◆ **YOUR GOAL**: Copy each of the following lines without changing a single character.

** begin THE DATA **

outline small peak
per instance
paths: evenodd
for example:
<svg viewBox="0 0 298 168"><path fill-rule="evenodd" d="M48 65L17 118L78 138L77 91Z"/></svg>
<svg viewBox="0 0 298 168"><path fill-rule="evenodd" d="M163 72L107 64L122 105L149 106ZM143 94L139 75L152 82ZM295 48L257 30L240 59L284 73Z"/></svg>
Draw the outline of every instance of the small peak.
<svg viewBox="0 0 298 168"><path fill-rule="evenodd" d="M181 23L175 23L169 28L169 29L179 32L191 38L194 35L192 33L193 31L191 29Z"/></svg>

** end THE DATA **

◆ **RESULT FOR THIS EXERCISE**:
outline small peak
per instance
paths: evenodd
for example:
<svg viewBox="0 0 298 168"><path fill-rule="evenodd" d="M48 65L17 118L78 138L77 91Z"/></svg>
<svg viewBox="0 0 298 168"><path fill-rule="evenodd" d="M163 72L107 64L122 105L149 106ZM143 94L139 75L152 82ZM295 48L257 30L240 59L284 73Z"/></svg>
Draw the outline of every instance of the small peak.
<svg viewBox="0 0 298 168"><path fill-rule="evenodd" d="M181 23L175 23L169 28L169 29L179 32L191 38L194 35L192 33L193 31L191 29Z"/></svg>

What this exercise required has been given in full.